→ **Zu bearbeitende Aufgaben**:
1. Kopiere aus dem Textauszug zu Home Bias den Abschnitt, der mit den Worten "- Wie wirkt" beginnt und mit "Heimatland zu investieren?" endet, wortgetreu.
2. Prüfe anhand des Textauszugs zu Home Bias, ob die folgenden Aussagen zutreffen, und antworte jeweils mit Ja oder Nein samt den entscheidenden Worten des Textes als wörtlichem Zitat: (a) Deutsche Aktien haben am Weltmarkt einen Anteil von 2 %. (b) Laut der Frankfurt School of Finance and Management fließen 50 % des deutschen Aktienkapitals in deutsche Unternehmen. (c) Der Begriff Bias bedeutet auf Deutsch so viel wie Verzerrung.

→ **Textauszug**:
━━━━━━
Home Bias beschreibt die Tendenz von Anlegerinnen und Anlegern, ihr Geld überproportional in ihrem Heimatland anzulegen. Sie tun das aus verschiedenen Gründen, die teilweise emotional getrieben und wenig rational sind.
Oft ist dabei die Annahme, dass man mit der Fokussierung auf den eigenen Markt, den man gut zu kennen meint, das Risiko einer schlechten Performance des eigenen Wertpapierportfolios minimiert. Doch das Gegenteil ist der Fall.
Das wird in dieser Ausgabe vertieft:
- Was ist Home Bias und warum ereilt sie uns?
- Wie wirkt sich diese Heimatliebe, diese Heimatmarktneigung auf unser Portfolio aus und warum sollten wir uns davor hüten, übermäßig in unserem Heimatland zu investieren?
- Und letztlich die Frage, was wir gegen eine übermäßige Home Bias tun können.
Hier geht es zum Podcast:
Der Begriff Bias bedeutet auf Deutsch so viel wie Verzerrung.
Mit Bias oder Verzerrung werden in der Verhaltensökonomie und spezifisch bei Fragen der Geldanlage irrationale Verhaltensweisen beschrieben. Home Bias beschreibt, dass Investoren vergleichsweise viel Geld in z.B. Unternehmen aus dem DAX investieren, anstatt es global anzulegen.
Die Frankfurt School of Finance and Management hat festgestellt, dass 15% des deutschen Aktienkapitals in deutsche Unternehmen fließt, obwohl deutsche Aktien am Weltmarkt nur einen Anteil von 2% haben. Das Delta von 13 Prozentpunkten, das ist die Home Bias. Es gibt auch Erhebungen, wonach deutsche Anleger 50% deutsche Aktien in ihren Depots haben.
━━━━━━
→ **Erfasste Datensätze**:
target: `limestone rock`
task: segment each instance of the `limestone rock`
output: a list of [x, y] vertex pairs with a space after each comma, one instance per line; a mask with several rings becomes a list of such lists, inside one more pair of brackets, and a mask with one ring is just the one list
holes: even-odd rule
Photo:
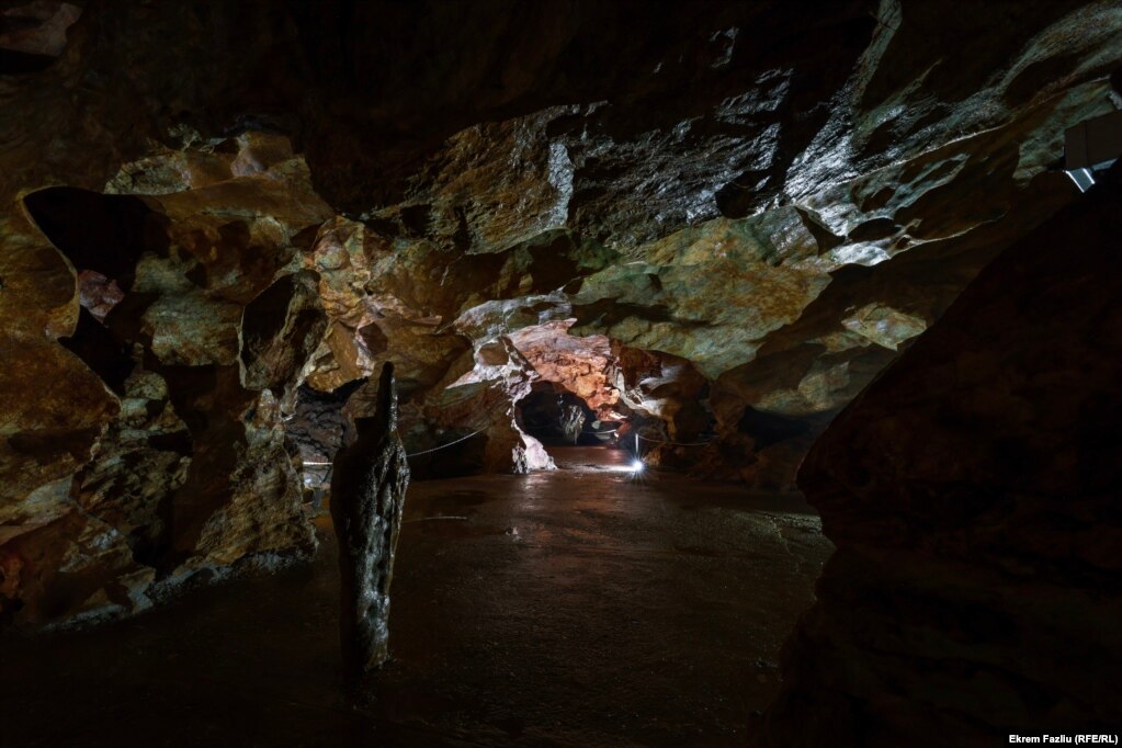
━━━━━━
→ **Lösungen**:
1.
- Wie wirkt sich diese Heimatliebe, diese Heimatmarktneigung auf unser Portfolio aus und warum sollten wir uns davor hüten, übermäßig in unserem Heimatland zu investieren?

2.
(a) Ja: „obwohl deutsche Aktien am Weltmarkt nur einen Anteil von 2% haben“
(b) Nein: „dass 15% des deutschen Aktienkapitals in deutsche Unternehmen fließt“
(c) Ja: „Der Begriff Bias bedeutet auf Deutsch so viel wie Verzerrung.“